Materials provided:
****************

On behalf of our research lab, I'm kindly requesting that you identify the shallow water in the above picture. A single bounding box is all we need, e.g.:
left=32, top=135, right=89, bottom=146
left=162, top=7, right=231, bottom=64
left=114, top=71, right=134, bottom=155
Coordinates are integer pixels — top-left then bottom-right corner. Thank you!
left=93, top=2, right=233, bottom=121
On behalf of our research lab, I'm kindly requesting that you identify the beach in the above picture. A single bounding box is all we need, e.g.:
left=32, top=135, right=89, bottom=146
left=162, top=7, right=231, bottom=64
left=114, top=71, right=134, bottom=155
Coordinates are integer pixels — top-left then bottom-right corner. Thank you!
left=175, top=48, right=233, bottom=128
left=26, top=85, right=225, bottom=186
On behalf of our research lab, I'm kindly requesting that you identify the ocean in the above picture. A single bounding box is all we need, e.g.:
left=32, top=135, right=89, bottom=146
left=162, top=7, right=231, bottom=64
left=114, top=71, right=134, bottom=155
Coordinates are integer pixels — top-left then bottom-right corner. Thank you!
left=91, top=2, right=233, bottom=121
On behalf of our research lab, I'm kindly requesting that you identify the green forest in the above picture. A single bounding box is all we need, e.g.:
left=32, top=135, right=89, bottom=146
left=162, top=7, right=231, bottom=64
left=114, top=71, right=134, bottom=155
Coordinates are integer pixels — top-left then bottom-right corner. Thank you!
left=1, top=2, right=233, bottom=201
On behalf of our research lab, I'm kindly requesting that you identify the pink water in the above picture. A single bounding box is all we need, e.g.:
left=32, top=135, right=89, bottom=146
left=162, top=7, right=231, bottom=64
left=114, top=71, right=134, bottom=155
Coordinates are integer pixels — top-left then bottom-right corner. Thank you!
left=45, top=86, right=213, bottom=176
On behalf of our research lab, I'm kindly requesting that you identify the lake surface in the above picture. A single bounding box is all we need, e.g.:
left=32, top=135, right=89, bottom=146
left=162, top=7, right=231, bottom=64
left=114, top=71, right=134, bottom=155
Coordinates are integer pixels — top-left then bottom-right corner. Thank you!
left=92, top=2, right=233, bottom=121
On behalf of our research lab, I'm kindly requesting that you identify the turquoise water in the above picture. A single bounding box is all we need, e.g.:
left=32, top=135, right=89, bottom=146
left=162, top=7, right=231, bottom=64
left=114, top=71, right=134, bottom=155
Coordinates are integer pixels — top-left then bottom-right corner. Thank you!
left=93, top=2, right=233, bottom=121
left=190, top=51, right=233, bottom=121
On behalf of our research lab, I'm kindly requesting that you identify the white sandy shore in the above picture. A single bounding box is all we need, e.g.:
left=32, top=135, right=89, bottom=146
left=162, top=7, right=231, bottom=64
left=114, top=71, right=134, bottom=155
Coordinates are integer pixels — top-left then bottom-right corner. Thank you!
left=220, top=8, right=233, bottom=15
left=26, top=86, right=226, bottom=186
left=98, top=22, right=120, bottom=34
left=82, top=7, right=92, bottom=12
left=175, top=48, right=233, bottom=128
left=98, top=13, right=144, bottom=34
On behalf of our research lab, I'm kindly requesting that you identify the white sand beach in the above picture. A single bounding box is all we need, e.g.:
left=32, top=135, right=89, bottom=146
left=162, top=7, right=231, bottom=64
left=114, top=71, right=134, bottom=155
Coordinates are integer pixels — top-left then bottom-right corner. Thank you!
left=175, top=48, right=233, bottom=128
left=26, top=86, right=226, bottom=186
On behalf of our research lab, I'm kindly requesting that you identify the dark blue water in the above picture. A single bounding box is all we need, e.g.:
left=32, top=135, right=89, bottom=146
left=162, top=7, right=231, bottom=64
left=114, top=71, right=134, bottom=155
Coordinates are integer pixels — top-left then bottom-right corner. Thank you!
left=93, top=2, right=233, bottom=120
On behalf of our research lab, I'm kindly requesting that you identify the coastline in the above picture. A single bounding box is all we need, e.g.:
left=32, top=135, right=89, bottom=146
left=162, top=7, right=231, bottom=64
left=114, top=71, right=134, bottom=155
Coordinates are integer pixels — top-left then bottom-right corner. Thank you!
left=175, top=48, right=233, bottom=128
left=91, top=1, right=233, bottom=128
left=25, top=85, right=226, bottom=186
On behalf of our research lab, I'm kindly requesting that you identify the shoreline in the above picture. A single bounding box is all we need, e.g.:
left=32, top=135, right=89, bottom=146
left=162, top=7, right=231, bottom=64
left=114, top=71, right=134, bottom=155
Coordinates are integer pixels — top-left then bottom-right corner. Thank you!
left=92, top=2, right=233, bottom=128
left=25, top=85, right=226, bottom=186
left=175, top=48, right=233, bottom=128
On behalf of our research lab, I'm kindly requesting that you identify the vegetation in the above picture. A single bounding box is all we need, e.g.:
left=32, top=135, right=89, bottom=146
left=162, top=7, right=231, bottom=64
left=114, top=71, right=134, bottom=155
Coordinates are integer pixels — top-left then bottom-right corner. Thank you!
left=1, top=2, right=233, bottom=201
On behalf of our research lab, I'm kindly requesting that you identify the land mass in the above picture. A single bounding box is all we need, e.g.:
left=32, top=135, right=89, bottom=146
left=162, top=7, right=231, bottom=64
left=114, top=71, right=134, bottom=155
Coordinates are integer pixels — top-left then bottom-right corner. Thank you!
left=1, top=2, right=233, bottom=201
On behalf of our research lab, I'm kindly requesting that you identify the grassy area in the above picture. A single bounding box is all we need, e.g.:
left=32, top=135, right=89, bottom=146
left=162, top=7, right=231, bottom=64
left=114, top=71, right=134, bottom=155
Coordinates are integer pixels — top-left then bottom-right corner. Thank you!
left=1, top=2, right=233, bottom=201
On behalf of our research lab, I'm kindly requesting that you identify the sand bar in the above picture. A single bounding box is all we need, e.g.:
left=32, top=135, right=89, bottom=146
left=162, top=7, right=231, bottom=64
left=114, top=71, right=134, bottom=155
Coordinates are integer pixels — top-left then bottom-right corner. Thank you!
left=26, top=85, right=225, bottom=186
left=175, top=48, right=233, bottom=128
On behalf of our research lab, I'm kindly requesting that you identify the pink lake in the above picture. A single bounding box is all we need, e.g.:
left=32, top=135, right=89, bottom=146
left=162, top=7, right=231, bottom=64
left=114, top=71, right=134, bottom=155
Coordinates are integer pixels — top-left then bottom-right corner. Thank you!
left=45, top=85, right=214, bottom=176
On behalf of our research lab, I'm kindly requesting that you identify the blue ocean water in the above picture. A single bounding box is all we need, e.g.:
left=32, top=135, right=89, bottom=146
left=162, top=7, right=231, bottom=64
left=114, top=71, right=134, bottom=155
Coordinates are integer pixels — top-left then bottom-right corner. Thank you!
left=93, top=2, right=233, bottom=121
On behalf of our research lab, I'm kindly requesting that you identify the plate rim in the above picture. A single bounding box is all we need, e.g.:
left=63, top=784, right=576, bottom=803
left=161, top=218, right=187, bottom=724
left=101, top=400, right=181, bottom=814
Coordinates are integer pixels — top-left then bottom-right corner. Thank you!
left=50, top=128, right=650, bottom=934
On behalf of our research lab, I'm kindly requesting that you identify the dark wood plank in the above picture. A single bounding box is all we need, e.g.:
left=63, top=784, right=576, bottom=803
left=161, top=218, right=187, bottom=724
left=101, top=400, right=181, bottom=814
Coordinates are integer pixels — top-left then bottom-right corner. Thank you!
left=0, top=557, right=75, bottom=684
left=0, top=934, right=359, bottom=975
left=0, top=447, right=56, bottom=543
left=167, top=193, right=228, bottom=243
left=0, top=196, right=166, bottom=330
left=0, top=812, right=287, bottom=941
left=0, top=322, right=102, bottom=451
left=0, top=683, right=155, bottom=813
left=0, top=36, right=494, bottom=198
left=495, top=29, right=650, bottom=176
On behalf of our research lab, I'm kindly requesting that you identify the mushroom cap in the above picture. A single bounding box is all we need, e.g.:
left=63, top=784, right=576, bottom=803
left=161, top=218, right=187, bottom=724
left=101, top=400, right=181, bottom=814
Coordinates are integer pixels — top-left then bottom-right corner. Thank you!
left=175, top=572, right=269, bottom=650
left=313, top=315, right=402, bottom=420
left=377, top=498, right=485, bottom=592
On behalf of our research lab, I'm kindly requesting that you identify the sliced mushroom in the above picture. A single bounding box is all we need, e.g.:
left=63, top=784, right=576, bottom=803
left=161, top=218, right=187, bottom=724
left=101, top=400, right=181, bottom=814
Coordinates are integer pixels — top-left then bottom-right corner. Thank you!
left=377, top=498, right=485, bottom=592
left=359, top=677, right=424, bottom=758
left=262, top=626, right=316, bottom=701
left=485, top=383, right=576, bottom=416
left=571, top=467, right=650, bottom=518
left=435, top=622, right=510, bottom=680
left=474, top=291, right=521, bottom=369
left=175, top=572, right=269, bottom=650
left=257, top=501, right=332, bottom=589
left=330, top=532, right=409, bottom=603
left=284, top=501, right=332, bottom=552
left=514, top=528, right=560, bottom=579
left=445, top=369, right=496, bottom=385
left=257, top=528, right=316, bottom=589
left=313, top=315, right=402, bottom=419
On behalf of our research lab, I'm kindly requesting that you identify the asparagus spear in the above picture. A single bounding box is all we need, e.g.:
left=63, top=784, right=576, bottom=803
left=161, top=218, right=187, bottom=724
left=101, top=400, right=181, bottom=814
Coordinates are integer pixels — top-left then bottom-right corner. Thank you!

****************

What is asked:
Reproduce the lines of the entries unchanged, starting at the line that contains "the dark wood" and ending at the line that contains "left=0, top=322, right=102, bottom=451", with both of those lines included.

Result of this exercise:
On behalf of our research lab, I'm kindly requesting that you identify the dark wood plank in the above picture. A single bounding box is all we need, e.g.:
left=63, top=784, right=576, bottom=803
left=161, top=218, right=187, bottom=724
left=101, top=400, right=181, bottom=814
Coordinates are integer pixels — top-left then bottom-right corner. Thank you!
left=0, top=557, right=75, bottom=684
left=0, top=934, right=359, bottom=975
left=0, top=447, right=56, bottom=543
left=167, top=193, right=228, bottom=243
left=0, top=196, right=166, bottom=330
left=0, top=812, right=287, bottom=941
left=0, top=322, right=102, bottom=451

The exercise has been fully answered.